### What needs to be done
Make an exact copy of every entry.

--*--

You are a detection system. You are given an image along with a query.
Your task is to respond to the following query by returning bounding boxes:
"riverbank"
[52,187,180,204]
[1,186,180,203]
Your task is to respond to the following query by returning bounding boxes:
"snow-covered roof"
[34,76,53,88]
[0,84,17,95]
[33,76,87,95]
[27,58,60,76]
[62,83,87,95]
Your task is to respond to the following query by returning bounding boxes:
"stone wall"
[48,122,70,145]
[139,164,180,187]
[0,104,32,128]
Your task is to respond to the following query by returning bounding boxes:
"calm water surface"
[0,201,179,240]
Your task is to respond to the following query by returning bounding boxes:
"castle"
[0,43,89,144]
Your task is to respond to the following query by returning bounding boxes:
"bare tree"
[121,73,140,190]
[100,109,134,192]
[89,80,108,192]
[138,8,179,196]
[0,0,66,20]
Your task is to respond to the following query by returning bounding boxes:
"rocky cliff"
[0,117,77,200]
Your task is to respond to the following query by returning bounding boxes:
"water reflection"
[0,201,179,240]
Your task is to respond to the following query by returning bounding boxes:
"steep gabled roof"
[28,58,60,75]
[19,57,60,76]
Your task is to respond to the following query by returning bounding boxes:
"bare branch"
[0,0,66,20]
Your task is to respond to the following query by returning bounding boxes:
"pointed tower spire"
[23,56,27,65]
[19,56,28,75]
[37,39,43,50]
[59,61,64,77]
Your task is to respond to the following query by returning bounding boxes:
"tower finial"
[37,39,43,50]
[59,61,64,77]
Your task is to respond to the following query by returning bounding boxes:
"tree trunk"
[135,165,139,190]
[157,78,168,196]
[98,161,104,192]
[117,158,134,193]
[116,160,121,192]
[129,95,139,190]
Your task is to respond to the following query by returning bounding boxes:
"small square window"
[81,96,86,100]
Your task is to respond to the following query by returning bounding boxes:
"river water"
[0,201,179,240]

--*--

### Result of the exercise
You are a detection system. You are given an image along with a query.
Your task is to respond to the following query by returning bounding boxes:
"riverbank"
[52,187,180,204]
[1,186,180,203]
Your task is to respond to the following query by returning bounding boxes:
"snow-covered roof"
[34,76,53,88]
[0,84,17,95]
[33,76,87,95]
[27,58,60,76]
[62,83,87,95]
Your task is to respond to the following query by returning bounding boxes:
"stone wall"
[48,122,70,145]
[139,164,180,187]
[0,104,32,128]
Your task is to respond to the following query by returning bounding boxes:
"calm water surface"
[0,201,179,240]
Your task is to respond to the following query by returning bounding boxes:
"castle"
[0,43,89,144]
Your task is to respond to the following query by returning bounding boxes:
"bare tree"
[121,73,140,190]
[100,109,134,192]
[89,80,108,192]
[138,8,179,196]
[0,0,66,20]
Your task is to respond to the following query by returning bounding boxes:
"rocky cliff"
[0,117,77,200]
Your task is to respond to the following query by returning bounding boxes:
"water reflection"
[0,201,179,240]
Your task is to respond to the following query by returning bounding boxes:
"steep gabled roof"
[28,58,60,75]
[19,57,60,76]
Your task is to respond to the following query by returning bounding boxes:
"bare branch"
[0,0,66,20]
Your task is to respond to the following query by returning bounding boxes:
"pointed tower spire"
[23,56,27,65]
[19,56,28,75]
[37,39,43,50]
[59,61,64,77]
Your task is to respond to the following query by returning bounding boxes:
"tower finial"
[37,39,43,50]
[59,61,64,77]
Your task is to respond to the following query by returning bounding boxes:
"tree trunk"
[135,165,139,190]
[157,78,168,196]
[98,161,104,192]
[117,158,134,193]
[116,160,121,192]
[129,95,139,190]
Your task is to respond to the following query by returning bounding boxes:
"small square window"
[81,96,86,100]
Your task is to respond to the following query by returning bounding boxes:
"river water"
[0,201,179,240]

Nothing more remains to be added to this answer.